[Begin Dataset entries]
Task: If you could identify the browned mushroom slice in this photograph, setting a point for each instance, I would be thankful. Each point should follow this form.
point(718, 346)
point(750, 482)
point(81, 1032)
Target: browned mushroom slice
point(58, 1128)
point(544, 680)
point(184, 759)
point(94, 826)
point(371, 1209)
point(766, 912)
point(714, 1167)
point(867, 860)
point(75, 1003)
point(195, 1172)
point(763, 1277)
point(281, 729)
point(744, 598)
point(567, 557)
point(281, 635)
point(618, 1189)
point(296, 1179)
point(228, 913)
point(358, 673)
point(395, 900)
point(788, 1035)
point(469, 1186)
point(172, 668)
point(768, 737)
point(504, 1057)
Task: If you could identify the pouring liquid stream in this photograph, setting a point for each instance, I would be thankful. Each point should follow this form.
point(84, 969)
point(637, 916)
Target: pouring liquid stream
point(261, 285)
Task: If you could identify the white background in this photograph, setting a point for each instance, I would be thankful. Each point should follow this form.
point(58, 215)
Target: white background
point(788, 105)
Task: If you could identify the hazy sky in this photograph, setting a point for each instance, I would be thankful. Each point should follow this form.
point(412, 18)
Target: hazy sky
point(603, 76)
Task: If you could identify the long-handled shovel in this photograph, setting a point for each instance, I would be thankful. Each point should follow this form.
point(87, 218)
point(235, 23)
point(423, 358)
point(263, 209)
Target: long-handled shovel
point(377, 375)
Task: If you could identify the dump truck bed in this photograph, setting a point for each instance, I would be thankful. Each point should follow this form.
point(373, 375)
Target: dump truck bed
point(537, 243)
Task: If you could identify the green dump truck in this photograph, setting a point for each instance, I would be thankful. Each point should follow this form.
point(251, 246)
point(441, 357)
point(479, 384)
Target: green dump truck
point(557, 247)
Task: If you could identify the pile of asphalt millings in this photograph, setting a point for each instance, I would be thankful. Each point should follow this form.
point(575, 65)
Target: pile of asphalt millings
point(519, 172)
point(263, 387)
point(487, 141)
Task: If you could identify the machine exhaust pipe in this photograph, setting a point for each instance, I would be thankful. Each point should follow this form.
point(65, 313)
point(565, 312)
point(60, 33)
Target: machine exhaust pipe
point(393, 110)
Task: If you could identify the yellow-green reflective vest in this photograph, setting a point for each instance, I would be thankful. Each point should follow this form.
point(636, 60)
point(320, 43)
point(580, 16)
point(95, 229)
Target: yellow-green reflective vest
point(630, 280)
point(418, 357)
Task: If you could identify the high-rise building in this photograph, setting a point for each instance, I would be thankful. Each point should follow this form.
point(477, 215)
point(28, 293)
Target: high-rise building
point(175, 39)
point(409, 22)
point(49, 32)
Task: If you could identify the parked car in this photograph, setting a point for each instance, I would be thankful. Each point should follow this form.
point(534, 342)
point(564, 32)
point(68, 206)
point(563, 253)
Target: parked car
[End Dataset entries]
Directions for this task: Convert the material above into a Markdown table with the columns Row and Line. Begin at the first line and stop after the line that contains "point(867, 860)", including both ends, numbering each line and leaving out blank lines.

Written response:
| Row | Line |
|---|---|
| 1 | Task: If you could identify the browned mushroom slice in this photograph, setting a point for each instance, I would be thankful. Each point should follow this form. |
| 2 | point(718, 346) |
| 3 | point(750, 482) |
| 4 | point(81, 1032) |
| 5 | Target: browned mushroom slice |
| 6 | point(58, 1128) |
| 7 | point(544, 680) |
| 8 | point(184, 759) |
| 9 | point(94, 826) |
| 10 | point(371, 1209) |
| 11 | point(766, 912) |
| 12 | point(714, 1167) |
| 13 | point(867, 860) |